▸ **Short exercise**: Can you print every record below exactly as written?
★ ★ ★ ★ ★ ★ ★
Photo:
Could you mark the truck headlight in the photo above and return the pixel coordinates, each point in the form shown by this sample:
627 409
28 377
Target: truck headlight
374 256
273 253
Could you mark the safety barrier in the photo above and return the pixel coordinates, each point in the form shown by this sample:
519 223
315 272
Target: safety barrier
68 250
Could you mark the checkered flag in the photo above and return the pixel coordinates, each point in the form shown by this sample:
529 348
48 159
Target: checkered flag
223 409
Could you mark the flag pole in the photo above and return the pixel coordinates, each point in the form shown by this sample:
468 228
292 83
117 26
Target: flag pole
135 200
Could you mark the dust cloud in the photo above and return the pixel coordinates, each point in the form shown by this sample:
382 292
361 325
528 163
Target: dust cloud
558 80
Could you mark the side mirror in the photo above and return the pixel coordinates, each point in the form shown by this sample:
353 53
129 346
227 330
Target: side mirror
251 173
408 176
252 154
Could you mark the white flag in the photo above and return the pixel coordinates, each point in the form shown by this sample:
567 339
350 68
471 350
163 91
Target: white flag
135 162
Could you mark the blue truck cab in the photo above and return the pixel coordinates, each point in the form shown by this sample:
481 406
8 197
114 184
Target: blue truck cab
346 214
★ ★ ★ ★ ★ ★ ★
▸ **Written answer**:
Photo:
Could you mark the truck headlight in the photo above and return the pixel coordinates, each point in the form shown by this sample:
627 409
28 377
Target: truck headlight
374 256
273 253
Could you mark the safety barrier in the photo above and return the pixel coordinates, each point in the form shown by this sample:
519 223
315 272
Target: safety barrier
68 250
Could you mark the checkered flag in the photo above and return the pixel coordinates, each point in the form shown by this sample:
529 348
48 159
Target: checkered flag
223 409
Could you mark the flag pole in the photo above and return the pixel coordinates, each point in the form shown by this sample:
468 228
292 83
117 26
Target: flag pole
135 200
Could you mark the dust cloud in the photo above and return the pixel coordinates, each point in the form shown by this sample:
382 292
361 325
528 163
Target: dust cloud
558 80
Could you mark the side mirror in the photo above and return the pixel coordinates, each point in the form shown by this sample:
353 53
129 346
227 330
Target: side mirror
251 173
408 176
252 154
Could you mark the white flag in the photo above and return the pixel coordinates, each point in the form shown by this sample:
567 339
350 68
471 350
163 91
Target: white flag
135 162
Could you mark the blue truck cab in the photo above and return the pixel coordinates, each point in the form shown by this sample:
481 406
8 197
114 184
Target: blue truck cab
346 214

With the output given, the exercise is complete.